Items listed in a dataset
------------------------------------
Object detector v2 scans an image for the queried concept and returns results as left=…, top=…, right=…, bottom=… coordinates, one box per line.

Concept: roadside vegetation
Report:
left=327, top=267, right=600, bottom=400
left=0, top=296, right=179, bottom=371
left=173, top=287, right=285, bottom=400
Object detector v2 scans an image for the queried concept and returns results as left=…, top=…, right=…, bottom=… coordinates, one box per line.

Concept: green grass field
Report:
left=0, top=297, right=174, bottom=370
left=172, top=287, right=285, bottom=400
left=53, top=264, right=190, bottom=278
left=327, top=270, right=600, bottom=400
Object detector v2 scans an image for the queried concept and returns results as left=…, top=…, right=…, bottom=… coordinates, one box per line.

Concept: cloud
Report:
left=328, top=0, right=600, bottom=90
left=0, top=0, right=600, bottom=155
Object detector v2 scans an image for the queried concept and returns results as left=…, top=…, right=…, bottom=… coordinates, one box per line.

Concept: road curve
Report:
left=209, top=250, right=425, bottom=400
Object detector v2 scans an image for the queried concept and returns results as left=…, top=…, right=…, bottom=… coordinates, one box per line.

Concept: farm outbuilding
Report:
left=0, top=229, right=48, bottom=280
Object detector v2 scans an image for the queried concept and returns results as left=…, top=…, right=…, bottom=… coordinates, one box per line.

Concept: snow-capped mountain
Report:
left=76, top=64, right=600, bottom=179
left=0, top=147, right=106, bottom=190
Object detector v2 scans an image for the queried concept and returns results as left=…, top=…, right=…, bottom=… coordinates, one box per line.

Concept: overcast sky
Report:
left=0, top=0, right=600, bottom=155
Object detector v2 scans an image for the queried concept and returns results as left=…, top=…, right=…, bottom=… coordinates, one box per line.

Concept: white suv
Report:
------------------------------------
■ Set task ■
Give every line of the entries above as a numbered list, and skip the blank lines.

■ Solution to the problem ■
1. Object detector v2 scans an image for the queried concept and returns results as left=…, top=…, right=…, bottom=… coordinates, one box per line.
2. Concept: roadside vegetation
3. Report:
4. left=327, top=267, right=600, bottom=400
5. left=0, top=296, right=179, bottom=371
6. left=173, top=287, right=285, bottom=400
7. Object detector v2 scans an image for the queried concept and returns results as left=…, top=…, right=…, bottom=… coordinates, one box per line.
8. Concept: green grass field
9. Report:
10. left=0, top=297, right=174, bottom=370
11. left=172, top=287, right=285, bottom=400
12. left=53, top=264, right=190, bottom=278
13. left=327, top=270, right=600, bottom=400
14. Object detector v2 scans an image for the queried concept and returns results as left=…, top=…, right=…, bottom=… coordinates, one box per line.
15. Concept: cloud
16. Report:
17. left=328, top=0, right=600, bottom=90
18. left=0, top=0, right=600, bottom=155
19. Object detector v2 scans an image for the queried concept and returns results as left=…, top=…, right=…, bottom=… coordinates, one box per line.
20. Concept: road curve
21. Report:
22. left=209, top=250, right=425, bottom=400
23. Object detector v2 scans an image for the queried concept and returns results as left=…, top=…, right=…, bottom=… coordinates, one box per line.
24. Concept: farm outbuilding
25. Report:
26. left=0, top=229, right=48, bottom=280
27. Object detector v2 scans an image for the queried concept and returns results as left=…, top=…, right=…, bottom=… coordinates, one box per line.
28. Concept: snow-capped mountain
29. Report:
30. left=76, top=64, right=600, bottom=179
31. left=0, top=147, right=106, bottom=190
32. Object detector v2 scans an image for the queried concept and returns results as left=…, top=…, right=…, bottom=… coordinates, one box per line.
33. Concept: overcast sky
34. Report:
35. left=0, top=0, right=600, bottom=155
36. Object detector v2 scans an image for the queried concept and returns results as left=…, top=…, right=…, bottom=… coordinates, one box per line.
37. Concept: white suv
38. Report:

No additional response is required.